Фрагмент текста:

Кто-то ухмылялся: сколько можно посвящать стихи уходящим художникам? Вознесенский относился к этому трепетно — как к траурным тризнам в храме поэзии.
О своей смерти — до которой еще жить и жить — он писал отчаянно и бесшабашно. У Цветаевой скупая строгость: «Но только не стой угрюмо, / главу опустив на грудь, / легко обо мне подумай, / легко обо мне забудь». Вознесенский перекликался с ней подчеркнуто лихо, будто пускаясь в смертный перепляс: «Когда я когда-нибудь сдохну, / не мучай травы и грибниц, / на эту последнюю хохму, / поняв меня, — улыбнись».
В семидесятых у Вознесенского в неотлучной теме смерти слышны и новые интонации: глубь небесных хоралов пробивается в «Моем Микеланджело» — цикле стихов по мотивам великого художника Возрождения.
Архиепископ Сан-Францисский Иоанн увидит в микеланджеловских строках Вознесенского евангельские смыслы:
«Утверждение личности, как высокой, доброй силы, связанной с вечностью, так нужно сейчас.
Вот строки „Эпитафий“ Вознесенского из раздела „Мой Микеланджело“. „Я счастлив, что я умер молодым. / Земные муки хуже, чем могила. / Навеки смерть меня освободила / и сделалась бессмертием моим“. И далее:
Поэт своей интуицией видит, что после смерти тела личность его будет жить не в каком-нибудь ветре или волне морской, или траве, а в тех своих „тысячах дум“, которые и составляют сущность поэзии и полноту его человеческой жизни. Поэт прав, — погаснет в земной смерти лишь самая незначительная из наших „дум“: дума о самой смерти. Этой думы больше не будет, так как сама смерть уйдет. И бессмертие окажется всежизненным вздохом, осуществлением нашей веры и молитвы, выходом человека из пространства и времени в полноту бытия.
„Кончину чую. Но не знаю часа. / Плоть ищет утешенья в кутеже. / Жизнь плоти опротивела душе. / Душа зовет отчаянную чашу!“…
В горечи этих строк есть величие самосознания человека».

Извлечённые записи:
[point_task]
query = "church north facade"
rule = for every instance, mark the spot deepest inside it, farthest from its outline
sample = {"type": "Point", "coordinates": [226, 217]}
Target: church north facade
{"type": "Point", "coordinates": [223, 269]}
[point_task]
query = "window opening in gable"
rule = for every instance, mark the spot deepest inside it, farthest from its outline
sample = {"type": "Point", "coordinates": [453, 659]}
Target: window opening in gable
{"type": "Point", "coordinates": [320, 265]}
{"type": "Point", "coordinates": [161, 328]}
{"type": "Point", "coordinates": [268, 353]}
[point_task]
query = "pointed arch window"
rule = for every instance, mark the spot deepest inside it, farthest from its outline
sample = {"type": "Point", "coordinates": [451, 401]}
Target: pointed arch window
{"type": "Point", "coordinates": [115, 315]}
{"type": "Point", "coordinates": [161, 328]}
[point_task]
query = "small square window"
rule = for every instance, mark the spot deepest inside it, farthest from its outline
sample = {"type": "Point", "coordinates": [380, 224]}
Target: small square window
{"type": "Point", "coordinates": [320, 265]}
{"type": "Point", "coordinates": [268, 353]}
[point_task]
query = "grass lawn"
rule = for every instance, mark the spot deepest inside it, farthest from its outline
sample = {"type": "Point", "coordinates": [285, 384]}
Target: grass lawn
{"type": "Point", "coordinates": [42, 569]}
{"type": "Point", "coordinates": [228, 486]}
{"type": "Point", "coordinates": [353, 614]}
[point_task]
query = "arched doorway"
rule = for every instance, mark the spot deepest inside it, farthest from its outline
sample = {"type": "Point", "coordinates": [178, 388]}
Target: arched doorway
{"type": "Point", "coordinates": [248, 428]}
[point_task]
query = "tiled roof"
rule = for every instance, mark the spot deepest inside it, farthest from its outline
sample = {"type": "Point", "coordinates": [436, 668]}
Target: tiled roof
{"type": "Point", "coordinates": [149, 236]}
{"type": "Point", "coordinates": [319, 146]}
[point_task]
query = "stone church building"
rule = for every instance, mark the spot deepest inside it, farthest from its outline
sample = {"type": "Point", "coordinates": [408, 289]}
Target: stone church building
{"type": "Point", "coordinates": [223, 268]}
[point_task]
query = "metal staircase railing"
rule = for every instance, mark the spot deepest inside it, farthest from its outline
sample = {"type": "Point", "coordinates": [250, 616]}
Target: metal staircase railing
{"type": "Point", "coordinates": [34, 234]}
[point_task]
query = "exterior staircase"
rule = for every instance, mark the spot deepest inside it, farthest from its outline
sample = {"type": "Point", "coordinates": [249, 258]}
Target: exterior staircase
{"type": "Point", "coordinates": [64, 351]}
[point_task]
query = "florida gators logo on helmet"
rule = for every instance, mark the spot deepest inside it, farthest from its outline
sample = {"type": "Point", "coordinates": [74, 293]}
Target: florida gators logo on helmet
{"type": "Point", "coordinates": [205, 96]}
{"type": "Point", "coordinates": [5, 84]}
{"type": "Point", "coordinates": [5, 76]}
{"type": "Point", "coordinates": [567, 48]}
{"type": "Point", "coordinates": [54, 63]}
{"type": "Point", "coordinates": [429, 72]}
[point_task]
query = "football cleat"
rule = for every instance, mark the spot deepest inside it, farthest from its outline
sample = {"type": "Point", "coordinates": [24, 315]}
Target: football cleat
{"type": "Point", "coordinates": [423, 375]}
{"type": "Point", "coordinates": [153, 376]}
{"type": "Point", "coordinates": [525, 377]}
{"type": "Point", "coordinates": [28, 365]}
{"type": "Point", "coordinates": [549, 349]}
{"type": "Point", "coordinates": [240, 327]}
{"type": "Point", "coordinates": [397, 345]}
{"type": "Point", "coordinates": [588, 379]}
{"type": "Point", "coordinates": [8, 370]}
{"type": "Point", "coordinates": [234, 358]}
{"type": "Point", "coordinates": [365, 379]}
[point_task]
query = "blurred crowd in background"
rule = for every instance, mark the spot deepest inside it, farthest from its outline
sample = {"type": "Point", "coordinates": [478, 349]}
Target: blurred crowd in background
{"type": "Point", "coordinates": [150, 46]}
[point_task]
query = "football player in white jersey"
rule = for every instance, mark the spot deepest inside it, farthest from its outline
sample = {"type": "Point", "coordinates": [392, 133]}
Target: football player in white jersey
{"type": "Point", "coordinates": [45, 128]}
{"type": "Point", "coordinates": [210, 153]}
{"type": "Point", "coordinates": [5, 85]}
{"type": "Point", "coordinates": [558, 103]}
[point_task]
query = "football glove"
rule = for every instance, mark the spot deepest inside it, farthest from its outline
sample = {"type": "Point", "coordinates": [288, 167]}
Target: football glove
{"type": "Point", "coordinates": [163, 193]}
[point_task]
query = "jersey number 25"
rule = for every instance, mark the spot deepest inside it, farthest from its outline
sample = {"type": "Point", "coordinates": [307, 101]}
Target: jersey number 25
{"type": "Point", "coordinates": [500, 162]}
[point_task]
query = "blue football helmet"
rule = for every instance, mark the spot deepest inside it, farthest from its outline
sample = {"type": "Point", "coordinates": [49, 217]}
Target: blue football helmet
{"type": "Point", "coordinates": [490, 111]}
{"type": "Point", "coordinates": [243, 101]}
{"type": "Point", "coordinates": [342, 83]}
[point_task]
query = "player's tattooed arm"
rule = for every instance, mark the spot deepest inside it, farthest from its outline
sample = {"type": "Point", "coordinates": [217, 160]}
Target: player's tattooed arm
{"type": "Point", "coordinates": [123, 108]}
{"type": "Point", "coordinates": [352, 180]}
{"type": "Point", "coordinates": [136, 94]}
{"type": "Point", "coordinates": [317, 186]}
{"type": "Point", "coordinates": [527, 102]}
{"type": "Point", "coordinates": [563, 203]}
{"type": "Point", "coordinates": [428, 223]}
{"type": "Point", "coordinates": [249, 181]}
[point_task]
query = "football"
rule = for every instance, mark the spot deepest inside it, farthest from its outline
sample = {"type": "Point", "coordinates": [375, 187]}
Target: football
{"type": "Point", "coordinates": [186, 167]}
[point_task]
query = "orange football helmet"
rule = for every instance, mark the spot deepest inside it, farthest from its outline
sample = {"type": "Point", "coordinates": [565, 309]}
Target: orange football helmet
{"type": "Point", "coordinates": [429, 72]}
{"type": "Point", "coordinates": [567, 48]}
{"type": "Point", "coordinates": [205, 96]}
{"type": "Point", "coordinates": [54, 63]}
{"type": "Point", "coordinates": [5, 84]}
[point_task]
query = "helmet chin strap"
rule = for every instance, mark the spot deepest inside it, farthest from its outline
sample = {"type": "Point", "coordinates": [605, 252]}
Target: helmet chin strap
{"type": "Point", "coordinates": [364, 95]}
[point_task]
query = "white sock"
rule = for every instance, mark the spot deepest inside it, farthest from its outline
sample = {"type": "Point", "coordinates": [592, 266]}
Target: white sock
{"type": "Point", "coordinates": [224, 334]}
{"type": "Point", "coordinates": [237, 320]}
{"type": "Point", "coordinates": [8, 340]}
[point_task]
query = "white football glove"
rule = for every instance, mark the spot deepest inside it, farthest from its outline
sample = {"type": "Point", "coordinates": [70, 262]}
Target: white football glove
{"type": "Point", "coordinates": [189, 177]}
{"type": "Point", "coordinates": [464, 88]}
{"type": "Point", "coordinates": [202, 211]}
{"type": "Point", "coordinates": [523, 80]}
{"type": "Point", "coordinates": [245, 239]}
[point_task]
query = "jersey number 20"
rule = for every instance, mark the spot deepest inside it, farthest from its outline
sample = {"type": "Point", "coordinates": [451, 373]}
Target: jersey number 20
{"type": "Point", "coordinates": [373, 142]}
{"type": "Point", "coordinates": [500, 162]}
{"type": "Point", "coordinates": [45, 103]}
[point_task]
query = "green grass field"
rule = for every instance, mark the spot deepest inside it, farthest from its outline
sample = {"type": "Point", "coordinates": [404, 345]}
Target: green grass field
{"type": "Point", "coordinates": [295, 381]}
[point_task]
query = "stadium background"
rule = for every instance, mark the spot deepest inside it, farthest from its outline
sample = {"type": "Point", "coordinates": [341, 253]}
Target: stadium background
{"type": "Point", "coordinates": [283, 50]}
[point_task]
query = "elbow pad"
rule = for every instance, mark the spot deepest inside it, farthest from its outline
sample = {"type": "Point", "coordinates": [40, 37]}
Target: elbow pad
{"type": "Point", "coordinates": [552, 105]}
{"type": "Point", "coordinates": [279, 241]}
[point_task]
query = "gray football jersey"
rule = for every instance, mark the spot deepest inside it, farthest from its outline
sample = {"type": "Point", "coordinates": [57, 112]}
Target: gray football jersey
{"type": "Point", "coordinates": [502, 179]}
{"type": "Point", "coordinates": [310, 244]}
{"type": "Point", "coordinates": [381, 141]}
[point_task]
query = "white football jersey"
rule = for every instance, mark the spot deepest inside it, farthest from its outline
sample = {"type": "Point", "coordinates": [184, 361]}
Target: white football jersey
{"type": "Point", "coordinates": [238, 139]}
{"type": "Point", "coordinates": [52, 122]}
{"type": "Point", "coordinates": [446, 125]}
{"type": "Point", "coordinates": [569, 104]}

Необходимые действия:
**a.** Как, согласно фрагменту о Вознесенском, называется цикл стихов поэта по мотивам великого художника Возрождения?
**b.** Подхватите фрагмент о Вознесенском и продолжите его после последнего предложения.
Записи для работы не понадобятся.

Ожидаемые результаты:
**a.** «Мой Микеланджело».

**b.**
В самом начале семидесятых Вознесенский написал «Похороны Гоголя», и вокруг стихотворения разыгрались страсти нешуточные. У поэта непроверенные факты! Он опирается на байку — будто Гоголь похоронен в состоянии летаргического сна! Что в общем-то странно, будто ученые гоголеведы не пожелали вчитаться. Летаргия автора «Мертвых душ» в стихотворении была очевидной метафорой — как летаргия страны и эпохи.
Тогда, в семидесятых, вдруг всплыли одна за другой леденящие кровь истории громких перезахоронений. По уверениям очевидцев, при перенесении останков всякий раз выяснялось: что-то осталось в прежних могилах либо пропало бесследно. Так, две могилы оказались у Хлебникова — в новгородской деревне Ручьи и на Новодевичьем кладбище в Москве, куда в 1960-м перенесли прах поэта. Академик Лихачев вспоминал, что при перезахоронении Блока в 1944 году в Ленинграде со Смоленского кладбища перенесли на Литераторские мостки Волкова лишь череп поэта. Почтенный филолог Дмитрий Максимов нес его, выковыривая землю из глазниц, и его укоряли: так нельзя, вы выковыриваете прах Блока!
В рассказах очевидцев, присутствовавших в 1931 году при вскрытии гроба и перенесении останков Гоголя с кладбища Свято-Данилова монастыря на Новодевичье, тоже хватало подробностей: тело лежало в странной позе, череп повернут набок…
«Когда один гоголевед, прикинувшись глухим к поэзии, разгромил мои „Похороны Гоголя“, Солоухин печатно защитил меня.
История этого стихотворения типична для той поры идиотизма.
Вы живого несли по стране.
Гоголь был в летаргическом сне.
Гоголь думал в гробу на спине…»
Вознесенский опишет круговерть с цензурой, снимавшей стихи в «Новом мире» из-за упоминания в тексте Рязани — где несколько лет жил опальный Солженицын.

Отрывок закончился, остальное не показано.